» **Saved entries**
◆ ◆ ◆ ◆ ◆ ◆ ◆

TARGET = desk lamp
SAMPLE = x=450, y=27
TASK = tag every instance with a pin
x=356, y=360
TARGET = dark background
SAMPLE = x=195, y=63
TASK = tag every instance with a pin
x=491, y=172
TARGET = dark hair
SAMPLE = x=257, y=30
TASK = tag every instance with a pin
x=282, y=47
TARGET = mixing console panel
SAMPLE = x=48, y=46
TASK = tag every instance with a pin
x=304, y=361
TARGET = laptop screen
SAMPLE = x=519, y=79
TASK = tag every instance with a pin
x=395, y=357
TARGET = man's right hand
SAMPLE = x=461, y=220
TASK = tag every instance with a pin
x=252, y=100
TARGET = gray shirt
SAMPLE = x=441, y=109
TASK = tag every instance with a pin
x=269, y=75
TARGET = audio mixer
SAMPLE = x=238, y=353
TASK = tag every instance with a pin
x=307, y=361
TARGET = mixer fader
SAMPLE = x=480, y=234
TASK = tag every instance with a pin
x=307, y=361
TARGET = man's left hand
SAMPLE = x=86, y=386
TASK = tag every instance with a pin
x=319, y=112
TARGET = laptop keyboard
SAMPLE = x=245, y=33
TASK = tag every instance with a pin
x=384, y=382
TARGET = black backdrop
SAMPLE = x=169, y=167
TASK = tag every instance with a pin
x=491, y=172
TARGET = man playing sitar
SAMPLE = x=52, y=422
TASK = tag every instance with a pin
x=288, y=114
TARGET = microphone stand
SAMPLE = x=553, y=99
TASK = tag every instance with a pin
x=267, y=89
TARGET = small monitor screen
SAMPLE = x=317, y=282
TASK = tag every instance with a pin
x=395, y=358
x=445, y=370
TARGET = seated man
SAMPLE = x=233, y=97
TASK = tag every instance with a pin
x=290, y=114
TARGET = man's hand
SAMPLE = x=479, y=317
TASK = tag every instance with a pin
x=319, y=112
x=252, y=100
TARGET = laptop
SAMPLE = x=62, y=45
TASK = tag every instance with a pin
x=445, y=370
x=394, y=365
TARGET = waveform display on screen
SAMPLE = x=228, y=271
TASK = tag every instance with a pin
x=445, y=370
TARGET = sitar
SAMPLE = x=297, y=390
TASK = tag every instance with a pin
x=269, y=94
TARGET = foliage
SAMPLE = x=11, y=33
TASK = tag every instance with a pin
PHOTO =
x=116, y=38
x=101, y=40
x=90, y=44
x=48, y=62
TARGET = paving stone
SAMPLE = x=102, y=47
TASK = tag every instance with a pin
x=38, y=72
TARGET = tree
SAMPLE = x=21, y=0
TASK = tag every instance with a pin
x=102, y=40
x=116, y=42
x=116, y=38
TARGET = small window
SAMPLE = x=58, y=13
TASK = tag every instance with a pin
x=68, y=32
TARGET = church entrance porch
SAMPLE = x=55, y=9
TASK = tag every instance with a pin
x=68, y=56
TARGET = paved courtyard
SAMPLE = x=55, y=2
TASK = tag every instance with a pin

◆ ◆ ◆ ◆ ◆ ◆ ◆

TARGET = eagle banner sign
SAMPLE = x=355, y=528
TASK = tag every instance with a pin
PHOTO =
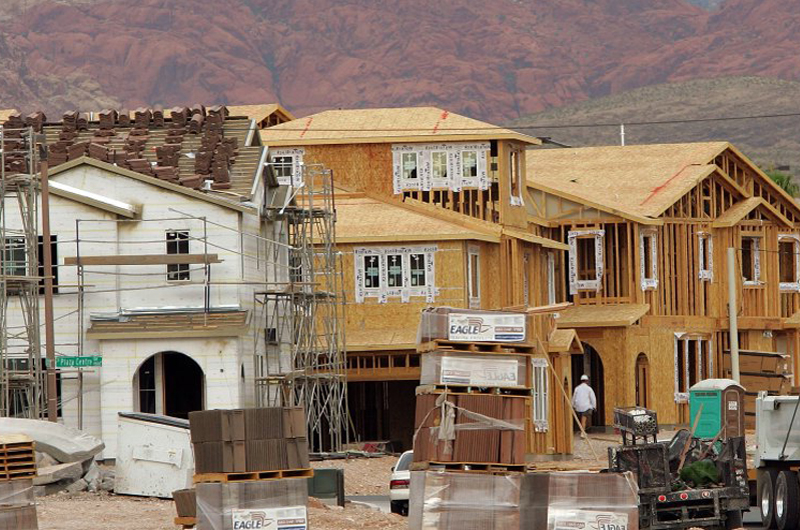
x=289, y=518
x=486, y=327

◆ ◆ ◆ ◆ ◆ ◆ ◆

» **What you will do**
Scan the entries above and copy each line where "sitar" occurs.

» **Solved exercise**
TARGET = man playing sitar
TARGET = sitar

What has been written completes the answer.